» **Written problem**: Reproduce every item below word for word.

» **Supplied records**:
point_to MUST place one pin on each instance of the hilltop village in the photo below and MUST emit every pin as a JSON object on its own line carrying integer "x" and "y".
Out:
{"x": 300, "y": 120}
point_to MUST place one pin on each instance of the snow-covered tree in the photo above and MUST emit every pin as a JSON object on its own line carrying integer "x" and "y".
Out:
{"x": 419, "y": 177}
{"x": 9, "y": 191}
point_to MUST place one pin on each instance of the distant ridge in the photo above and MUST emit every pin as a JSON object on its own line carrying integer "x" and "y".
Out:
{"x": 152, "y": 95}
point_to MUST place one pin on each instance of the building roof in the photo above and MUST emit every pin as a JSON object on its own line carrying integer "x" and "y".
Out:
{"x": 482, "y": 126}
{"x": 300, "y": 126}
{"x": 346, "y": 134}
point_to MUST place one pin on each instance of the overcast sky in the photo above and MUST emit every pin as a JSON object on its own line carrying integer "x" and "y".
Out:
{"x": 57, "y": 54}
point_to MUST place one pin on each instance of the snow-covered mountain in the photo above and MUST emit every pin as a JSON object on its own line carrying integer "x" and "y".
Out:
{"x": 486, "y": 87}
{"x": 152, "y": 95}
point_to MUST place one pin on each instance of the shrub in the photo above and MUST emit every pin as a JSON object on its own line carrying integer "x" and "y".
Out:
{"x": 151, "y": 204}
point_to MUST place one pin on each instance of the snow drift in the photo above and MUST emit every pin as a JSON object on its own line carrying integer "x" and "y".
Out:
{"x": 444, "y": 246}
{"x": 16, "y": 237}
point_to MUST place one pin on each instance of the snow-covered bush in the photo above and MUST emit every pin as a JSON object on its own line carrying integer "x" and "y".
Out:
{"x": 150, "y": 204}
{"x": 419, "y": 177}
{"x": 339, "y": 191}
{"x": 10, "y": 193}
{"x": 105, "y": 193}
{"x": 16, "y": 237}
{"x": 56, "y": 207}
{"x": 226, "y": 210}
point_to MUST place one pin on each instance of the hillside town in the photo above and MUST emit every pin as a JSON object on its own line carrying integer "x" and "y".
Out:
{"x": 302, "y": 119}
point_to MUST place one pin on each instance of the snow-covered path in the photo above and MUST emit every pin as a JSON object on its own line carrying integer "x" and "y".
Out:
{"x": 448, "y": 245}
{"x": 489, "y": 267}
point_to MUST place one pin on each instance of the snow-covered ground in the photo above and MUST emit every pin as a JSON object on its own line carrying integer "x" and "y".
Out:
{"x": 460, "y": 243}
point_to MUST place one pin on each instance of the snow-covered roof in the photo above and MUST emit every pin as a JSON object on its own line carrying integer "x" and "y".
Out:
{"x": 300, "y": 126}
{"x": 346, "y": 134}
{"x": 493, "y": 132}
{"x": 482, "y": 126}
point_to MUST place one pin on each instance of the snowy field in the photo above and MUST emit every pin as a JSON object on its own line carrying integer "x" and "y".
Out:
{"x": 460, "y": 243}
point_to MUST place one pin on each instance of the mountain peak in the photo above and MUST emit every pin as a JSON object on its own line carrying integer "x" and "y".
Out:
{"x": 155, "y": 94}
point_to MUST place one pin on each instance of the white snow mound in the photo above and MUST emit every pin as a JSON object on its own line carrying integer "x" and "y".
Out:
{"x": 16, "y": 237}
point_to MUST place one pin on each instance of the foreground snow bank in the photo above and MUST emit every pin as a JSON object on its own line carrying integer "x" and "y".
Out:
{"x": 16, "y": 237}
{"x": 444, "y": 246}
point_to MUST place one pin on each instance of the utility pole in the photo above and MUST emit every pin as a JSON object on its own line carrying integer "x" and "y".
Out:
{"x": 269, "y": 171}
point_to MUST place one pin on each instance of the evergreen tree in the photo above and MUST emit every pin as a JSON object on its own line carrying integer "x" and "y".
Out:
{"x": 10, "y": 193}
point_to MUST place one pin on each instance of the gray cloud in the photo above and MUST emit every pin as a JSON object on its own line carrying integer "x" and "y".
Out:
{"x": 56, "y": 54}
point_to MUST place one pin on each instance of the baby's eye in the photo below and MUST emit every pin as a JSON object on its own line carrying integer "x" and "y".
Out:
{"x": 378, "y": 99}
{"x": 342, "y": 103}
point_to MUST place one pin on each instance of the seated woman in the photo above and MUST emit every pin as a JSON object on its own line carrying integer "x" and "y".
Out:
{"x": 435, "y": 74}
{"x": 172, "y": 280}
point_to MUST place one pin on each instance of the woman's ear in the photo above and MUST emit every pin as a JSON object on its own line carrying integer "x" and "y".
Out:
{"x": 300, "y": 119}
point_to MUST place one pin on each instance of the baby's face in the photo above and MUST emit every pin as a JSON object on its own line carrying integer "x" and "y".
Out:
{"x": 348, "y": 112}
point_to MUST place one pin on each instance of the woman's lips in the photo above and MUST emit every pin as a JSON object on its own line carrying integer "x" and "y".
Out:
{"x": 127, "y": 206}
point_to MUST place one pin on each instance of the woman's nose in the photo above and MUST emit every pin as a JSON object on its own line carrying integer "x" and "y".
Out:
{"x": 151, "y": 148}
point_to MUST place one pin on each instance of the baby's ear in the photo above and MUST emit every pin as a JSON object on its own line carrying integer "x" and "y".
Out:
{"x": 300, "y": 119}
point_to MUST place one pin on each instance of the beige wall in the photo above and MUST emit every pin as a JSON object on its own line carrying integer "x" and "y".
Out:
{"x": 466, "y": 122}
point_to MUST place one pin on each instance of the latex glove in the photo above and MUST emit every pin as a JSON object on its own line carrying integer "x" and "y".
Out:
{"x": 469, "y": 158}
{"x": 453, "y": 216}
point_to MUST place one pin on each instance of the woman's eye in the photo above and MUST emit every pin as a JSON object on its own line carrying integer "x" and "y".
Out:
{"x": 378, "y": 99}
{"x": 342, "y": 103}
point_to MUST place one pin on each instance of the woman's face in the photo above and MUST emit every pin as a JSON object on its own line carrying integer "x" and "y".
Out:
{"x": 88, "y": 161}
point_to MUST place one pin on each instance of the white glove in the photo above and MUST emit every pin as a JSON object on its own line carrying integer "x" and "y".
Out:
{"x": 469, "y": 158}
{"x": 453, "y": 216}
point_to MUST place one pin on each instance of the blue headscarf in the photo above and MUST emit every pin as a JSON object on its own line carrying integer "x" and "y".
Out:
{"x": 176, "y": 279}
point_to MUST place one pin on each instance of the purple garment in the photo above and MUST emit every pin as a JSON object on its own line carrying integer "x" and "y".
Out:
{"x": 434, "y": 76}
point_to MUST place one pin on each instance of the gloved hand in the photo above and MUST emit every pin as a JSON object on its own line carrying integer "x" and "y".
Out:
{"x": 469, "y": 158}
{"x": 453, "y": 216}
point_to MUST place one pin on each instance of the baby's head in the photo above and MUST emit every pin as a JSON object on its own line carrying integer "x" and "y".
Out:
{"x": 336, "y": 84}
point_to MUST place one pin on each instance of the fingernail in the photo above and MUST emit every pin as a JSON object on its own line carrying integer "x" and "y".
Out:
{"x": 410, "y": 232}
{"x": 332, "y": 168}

» **Task output**:
point_to MUST place one pin on each instance of the hilltop village in the photo below and MUST emit every pin as a JSON object on its own line carrying integer "x" and "y".
Out:
{"x": 300, "y": 120}
point_to MUST place one pin on each instance of the snow-covered tree in the photo above and MUST emit every pin as a JSON object on its own line carrying integer "x" and "y".
Out:
{"x": 419, "y": 177}
{"x": 9, "y": 191}
point_to MUST place one pin on each instance of the distant ridge in the photo above and MUST emit every pin as a JSON object on its own line carrying integer "x" and "y".
Out:
{"x": 152, "y": 95}
point_to MUST place one pin on each instance of the building roof in the photo above and MUST emit every pin as a JSON object on its own line carrying integer "x" and "y".
Out:
{"x": 482, "y": 126}
{"x": 300, "y": 126}
{"x": 346, "y": 134}
point_to MUST place one pin on each instance of the overcast sky in the photo above and MUST emit every pin as a JSON object on its own line carrying integer "x" and "y".
Out:
{"x": 57, "y": 54}
point_to MUST place one pin on each instance of the snow-covered mountain in the photo above and MUST emit every pin as a JSON object on its own line carrying integer "x" and "y".
Out:
{"x": 486, "y": 87}
{"x": 152, "y": 95}
point_to MUST place one pin on each instance of the shrub in the photo above and MUST emit every pin as a JSON object on its own line carrying integer "x" and "y".
Out:
{"x": 151, "y": 204}
point_to MUST place one pin on each instance of the snow drift in the photo above and MUST emit every pin as a JSON object on its own line carrying integer "x" and "y".
Out:
{"x": 444, "y": 246}
{"x": 16, "y": 237}
point_to MUST place one pin on each instance of the snow-covered bush in the photo above and MUST emit every pin as a JSON object on its own line carrying integer "x" and "y".
Out:
{"x": 150, "y": 204}
{"x": 419, "y": 177}
{"x": 339, "y": 191}
{"x": 10, "y": 193}
{"x": 105, "y": 193}
{"x": 16, "y": 237}
{"x": 56, "y": 207}
{"x": 226, "y": 210}
point_to MUST place one pin on each instance of the hillside town in the photo above and MUST emit every pin as a JSON object on its own line carrying integer "x" and "y".
Out:
{"x": 302, "y": 119}
point_to MUST place one pin on each instance of the snow-covered path in the photo above and MUST emit every pin as a JSON object on its own line carrying integer "x" and "y".
Out:
{"x": 448, "y": 245}
{"x": 489, "y": 267}
point_to MUST place one pin on each instance of the snow-covered ground in the photo above and MUST emit every pin as a JSON object on its own line carrying integer "x" and "y".
Out:
{"x": 460, "y": 243}
point_to MUST place one pin on each instance of the snow-covered roof in the photo above and MUST emit every pin as a JSON object on its own line carrying integer "x" and "y".
Out:
{"x": 300, "y": 126}
{"x": 346, "y": 134}
{"x": 493, "y": 132}
{"x": 482, "y": 126}
point_to MUST place one pin on each instance of the snowy field in the photo above and MUST emit every pin as a JSON object on its own line carrying integer "x" and "y".
Out:
{"x": 460, "y": 243}
point_to MUST place one pin on each instance of the mountain peak in the photo above and MUST emit every pin as a JSON object on its own line carrying integer "x" and "y".
Out:
{"x": 155, "y": 94}
point_to MUST place one pin on each instance of the white snow mound in the photo above and MUST emit every pin as a JSON object on its own line carrying integer "x" and "y".
Out:
{"x": 16, "y": 237}
point_to MUST place one pin on each instance of the foreground snow bank in the photo above and MUST emit every pin as a JSON object on its own line carrying integer "x" and "y".
Out:
{"x": 16, "y": 237}
{"x": 444, "y": 246}
point_to MUST place one pin on each instance of the utility pole in the photo above and MUST emit every pin as a JSON object on its own line carrying integer "x" and "y".
Out:
{"x": 269, "y": 171}
point_to MUST place one pin on each instance of the evergreen tree in the photo above and MUST emit every pin as a JSON object on its own line carrying integer "x" and "y".
Out:
{"x": 10, "y": 193}
point_to MUST place one pin on each instance of the gray cloud in the photo above and MUST emit every pin as a JSON object on its own line carrying integer "x" and "y".
Out:
{"x": 56, "y": 54}
point_to MUST place one pin on each instance of the baby's eye in the photo below and MUST emit every pin as a JSON object on its own line carrying integer "x" and "y".
Out:
{"x": 378, "y": 99}
{"x": 342, "y": 103}
point_to MUST place one pin on each instance of the seated woman in the photo above and MUST emit every pin as a JSON object on its own line carrying integer "x" and "y".
Out:
{"x": 435, "y": 74}
{"x": 172, "y": 280}
point_to MUST place one pin on each instance of the woman's ear in the photo above and MUST emit every pin as a JSON object on its own line carrying integer "x" and "y".
Out:
{"x": 300, "y": 119}
point_to MUST place one pin on each instance of the baby's face in the photo above and MUST emit every pin as a JSON object on its own line carrying integer "x" and "y".
Out:
{"x": 348, "y": 112}
point_to MUST place one pin on each instance of the woman's lips in the photo above and MUST emit every pin as a JSON object on its own line carrying integer "x" and "y".
Out:
{"x": 127, "y": 206}
point_to MUST place one pin on each instance of the woman's nose in the photo above and MUST emit every pin as a JSON object on its own line carrying integer "x" and "y".
Out:
{"x": 151, "y": 148}
point_to MUST place one pin on each instance of the baby's ear in the photo above and MUST emit every pin as a JSON object on its own line carrying integer "x" and "y".
Out:
{"x": 300, "y": 119}
point_to MUST place one pin on each instance of the beige wall in the photo above and MUST emit every pin as a JSON object on its own line carrying integer "x" and "y".
Out:
{"x": 466, "y": 122}
point_to MUST place one pin on each instance of the latex glove in the photo above and MUST emit every pin as a JSON object on its own line carrying integer "x" and "y".
Out:
{"x": 469, "y": 158}
{"x": 453, "y": 216}
point_to MUST place one pin on each instance of the woman's eye in the photo above and MUST emit every pin as a JSON object on its own line carrying integer "x" and "y".
Out:
{"x": 378, "y": 99}
{"x": 342, "y": 103}
point_to MUST place one pin on each instance of the woman's face in the photo above and MUST emit every pin as a JSON object on its own line carrying integer "x" and "y".
Out:
{"x": 88, "y": 161}
point_to MUST place one pin on each instance of the white glove in the photo above and MUST emit every pin as a JSON object on its own line carrying integer "x" and "y".
Out:
{"x": 469, "y": 158}
{"x": 453, "y": 216}
point_to MUST place one pin on each instance of the blue headscarf in the photo above and MUST emit every pin as a JSON object on its own line carrying integer "x" and "y".
Out:
{"x": 176, "y": 279}
point_to MUST place one pin on each instance of the purple garment in the photo above and MUST emit every pin as a JSON object on its own line carrying integer "x" and "y".
Out:
{"x": 434, "y": 76}
point_to MUST place one pin on each instance of the gloved hand in the photo above and MUST emit every pin as a JSON object on its own line carrying integer "x" and "y".
Out:
{"x": 469, "y": 158}
{"x": 453, "y": 216}
point_to MUST place one pin on each instance of the baby's head in the photo above and MUST emit every pin as a JSON object on its own line carrying integer "x" and "y".
Out:
{"x": 336, "y": 84}
point_to MUST place one pin on each instance of the fingernail in the photo above and MUST emit every pin as a JSON object on its own line carrying integer "x" and "y".
Out:
{"x": 410, "y": 232}
{"x": 332, "y": 168}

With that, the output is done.